● Exercise prompt
Word for word, restate the entries that follow.
##### Dataset #####
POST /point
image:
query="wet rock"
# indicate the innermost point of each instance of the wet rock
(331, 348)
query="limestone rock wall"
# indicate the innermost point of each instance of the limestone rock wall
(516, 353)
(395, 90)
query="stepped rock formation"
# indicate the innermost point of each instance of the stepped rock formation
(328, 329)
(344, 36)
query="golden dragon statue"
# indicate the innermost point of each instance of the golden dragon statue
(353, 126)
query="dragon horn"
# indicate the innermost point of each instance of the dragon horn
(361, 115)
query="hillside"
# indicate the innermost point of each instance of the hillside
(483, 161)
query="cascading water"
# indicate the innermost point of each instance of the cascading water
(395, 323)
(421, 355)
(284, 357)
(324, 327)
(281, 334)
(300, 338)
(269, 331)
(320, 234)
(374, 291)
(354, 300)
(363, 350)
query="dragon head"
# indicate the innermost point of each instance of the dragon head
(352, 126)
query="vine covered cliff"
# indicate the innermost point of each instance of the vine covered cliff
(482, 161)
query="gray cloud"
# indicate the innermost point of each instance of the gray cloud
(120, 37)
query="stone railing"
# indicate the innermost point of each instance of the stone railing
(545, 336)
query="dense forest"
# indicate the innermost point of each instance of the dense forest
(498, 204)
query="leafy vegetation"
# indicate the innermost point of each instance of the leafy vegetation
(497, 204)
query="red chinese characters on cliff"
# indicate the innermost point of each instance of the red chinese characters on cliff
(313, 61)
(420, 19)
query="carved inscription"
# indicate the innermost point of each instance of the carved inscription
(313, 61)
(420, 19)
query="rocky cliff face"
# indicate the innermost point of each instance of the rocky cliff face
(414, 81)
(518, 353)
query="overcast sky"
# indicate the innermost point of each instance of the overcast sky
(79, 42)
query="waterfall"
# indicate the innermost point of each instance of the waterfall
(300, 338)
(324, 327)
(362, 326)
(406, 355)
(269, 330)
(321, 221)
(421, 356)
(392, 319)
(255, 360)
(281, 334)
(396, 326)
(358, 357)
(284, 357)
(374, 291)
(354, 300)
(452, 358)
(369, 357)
#####
● Expected output
POST /point
image:
query="wet rock"
# indicate the innermost point of each instance of the wet rock
(331, 348)
query="limestone rock wall"
# indicate the innermost point of each instance of the limestone rock wall
(516, 353)
(395, 90)
query="stepped rock formation"
# indicate the innermost point of each instance of the stepped rock formation
(328, 329)
(344, 36)
query="golden dragon statue"
# indicate the innermost point of each instance of the golden dragon statue
(353, 126)
query="dragon horn"
# indicate the innermost point of each instance of the dragon horn
(361, 115)
query="hillside"
# indicate the innermost point of each instance of the hillside
(483, 161)
query="cascading water"
# indicate the innermost point of each instance of the cascading water
(395, 323)
(421, 355)
(284, 357)
(324, 327)
(281, 334)
(300, 338)
(269, 331)
(320, 234)
(374, 291)
(354, 300)
(363, 350)
query="dragon head"
# indicate the innermost point of each instance of the dragon head
(352, 126)
query="vine covered cliff"
# indicate the innermost point of each instance of the vine covered cliff
(482, 161)
query="gray cloud"
# indicate the innermost point of each instance of the gray cloud
(120, 37)
query="stone railing"
# indicate the innermost point of each instance of the stone railing
(545, 336)
query="dense forest"
# indicate the innermost point of each instance of the dense forest
(498, 204)
query="leafy vegetation"
# indicate the innermost point of each instance of the leafy vegetation
(497, 204)
query="red chinese characters on cliff"
# indicate the innermost point of each instance of the red chinese characters on cliff
(313, 61)
(420, 19)
query="carved inscription"
# indicate the innermost point of each instance of the carved inscription
(313, 61)
(420, 19)
query="rocky cliff face"
# indicate the innermost point of each instance of the rocky cliff face
(414, 81)
(518, 353)
query="overcast sky"
# indicate the innermost point of each instance of the overcast sky
(79, 42)
query="waterfall"
# indicate the innermost point of each instance of the waterfall
(300, 338)
(324, 327)
(362, 326)
(406, 355)
(269, 330)
(321, 221)
(421, 356)
(392, 319)
(255, 360)
(281, 334)
(396, 326)
(358, 357)
(284, 357)
(374, 291)
(354, 300)
(452, 358)
(369, 357)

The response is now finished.